Low Quality Surveillance RFPs

By: Brian Rhodes, Published on Feb 22, 2012

In our international integrator survey, respondents raised numerous concerns about low quality surveillance RFPs. In this report, we explain and examine their specific concerns.

Overview

Request for Proposals (i.e., RFPs) are a common method of purchase solicitation, favored by government, institutional, and municipal entities looking to buy large or complex systems. When a lot of money is spent on systems, more often than not, RFPs are issued. The goal, at least theoretically, is to find the best possible solution at the lowest available price.

For background, see our series of reviews on RFPs, examining good and bad aspects of them.

Concerns

We frequently hear industry professionals raise concern about the effectiveness and fairness of RFPs, and by extension, the security consultants and specifiers you create those proposals. Indeed, this has been a major element in heated discussions we have had about security consultant conflict of interest and the Axis Corruption Cruise.

The Question

Given the interest in this topic, we asked 100 integrators the following question:

Here are the key findings from the results:

  • 1 in ever 6 integrators said they were not familiar enough with RFPs to comment.
  • Of the 80%+ integrators with experience, a clear majority (54%) voted that they were not very satisfied.

Here's what it looks like graphically among the integrators who were familiar with RFPs:

Get Notified of Video Surveillance Breaking News
Get Notified of Video Surveillance Breaking News

Analyzing the survey results, 4 common 'negative' themes emerge

  • Cut 'n Paste: The "cut 'n paste" or "boilerplate" methods of writing these packages are not effective.
  • Incompetent: These packages are often written by people who do not fully understand systems being described.
  • Rigged: The final outcome of the process has been previously determined.
  • Slanted: RFPs are written for specific products that only a few vendors can provide.

Cut 'n Paste

The quality of RFP specifications are commonly viewed as poor, due to the re-using the same languge from one specification to the next. Taking a specification 'off the shelf' and then modifying select portions of that document often results in a specification that:

  • is technically impossible to satisfy
  • insufficently reflects what the customer is asking for
  • does not represent current technologies

Many integrators expressed dissatisfaction with this practice.  Here are a selection of their comments:

  • "Sometimes when cut and paste is used to reduce engineering cost, it can be confusing to get to what is really needed."
  • "most are cut and pasted from a mfr spec and are not right for the job"
  • "Most of the tendet docs issued by consultants are a lazy cut and paste with multiple contridictions and little helpful info."
  • "Typically we see canned RFPs with the same cut & paste info only changed in product quantities with very little actual information in regards to actual project objectives."
  • "Most RFP's are written around 20 year old technology taken from a boiler plate spec that's been used 1 million times in the past. Typically they are not project specific and offer nothing in the way of innovation."
  • "Just now i am bidding on an Airforce Base that has VCRs listed in the Scope of Work. no one ever re-writes specs, they only paste into them."

At best, generic specifications are so dilute of detail the do not effectively communicate user needs. At worst, these specifications are a mashup of disparate technologies that are not interoperable.

Incompetent

Integrators expressed frustration at the lack of product knowledge reflected in the specification package.  This lack of knowledge can result in an 'impossible specification' to meet or drive up system costs due to unweildy integration.

INFORMATION PROVIDED:
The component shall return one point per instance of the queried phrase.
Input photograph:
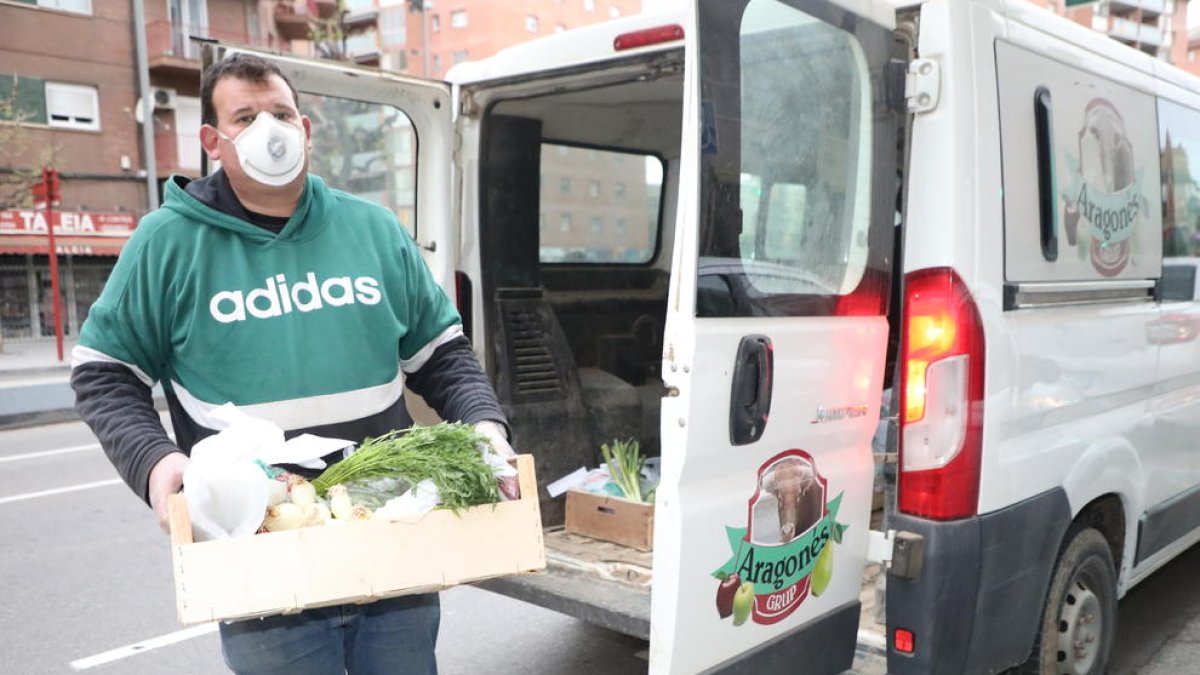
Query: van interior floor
(597, 581)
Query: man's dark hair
(240, 66)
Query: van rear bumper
(976, 603)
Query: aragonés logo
(785, 551)
(279, 297)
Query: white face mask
(270, 151)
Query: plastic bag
(373, 493)
(412, 505)
(226, 485)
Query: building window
(78, 6)
(71, 106)
(393, 31)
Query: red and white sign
(82, 233)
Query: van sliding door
(775, 338)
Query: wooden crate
(353, 562)
(612, 519)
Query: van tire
(1080, 616)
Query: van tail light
(647, 37)
(462, 294)
(941, 398)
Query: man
(304, 305)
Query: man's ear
(210, 141)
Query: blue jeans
(388, 637)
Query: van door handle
(754, 374)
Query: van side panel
(976, 604)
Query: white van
(727, 232)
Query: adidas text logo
(277, 297)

TO-DO LIST:
• 1. According to the article on surveillance RFPs, what percentage of integrators with RFP experience said they were not very satisfied?
• 2. Please continue the article on low quality surveillance RFPs, starting after its last sentence.
The rows aren't needed here.

SET OF ANSWERS:
• 1. 54%

• 2.
  • "RFP usually include numerous contradictions such as must be Lenel access and Honeywell video and must integrate. Or must be HD cameras with a minimum resolution of 480TVL."
  • "Most RFP's I see are a complete mess. 80% of the security consultants I come across are old school analogue guys who have no understanding of IT infrastructure and are afraid of servers and IP cameras. This is the biggest challenge in our industry in my view and one I dont see going away for quite some time."
  • "They are written by consultants who have never installed a camera or reader before. As a result, they ask for things like training DVDs, etc. They never establish criteria for service performance."
  • "Most bids/RFPs that we receive are lacking significant technical detail. We do a very good job of designing a solution to account for anything that the RFP may be lacking." "That said, we often don't win those jobs b/c our price is higher out of the shoot vs. hitting the client up with change orders later."
  • "Often written by consultants who use industry buzz-words to impress their customer but don't know what they are actually talking about."
  • "Usually they are poorly written by people who don't know enough about the product or service they are seeking."
  • "There are too many consultants that dabble in IP video or access control that don't understand the technology. Poorly written documents result in widely spread pricing results and too many loopholes. In the end, a shady contractor bids what he thinks he can get away with and then change orders the Owner for the consultants mistakes."

The RFP process is designed to solicit 'apples-to-apples' proposals, and permit a cost based comparasion. When the specification is poorly written, some responders will 'troubleshoot' discrepancies in the design and submit those costs as part of the bid quotation. Other repondents will choose not to consider solving design problems 'up front', and will wait until the project performance phase to address gaps via 'change order'. In this case, the RFP specification has not satisfied its purpose of clearly defining the proposed project.

The final outcome of the process has been previously determined.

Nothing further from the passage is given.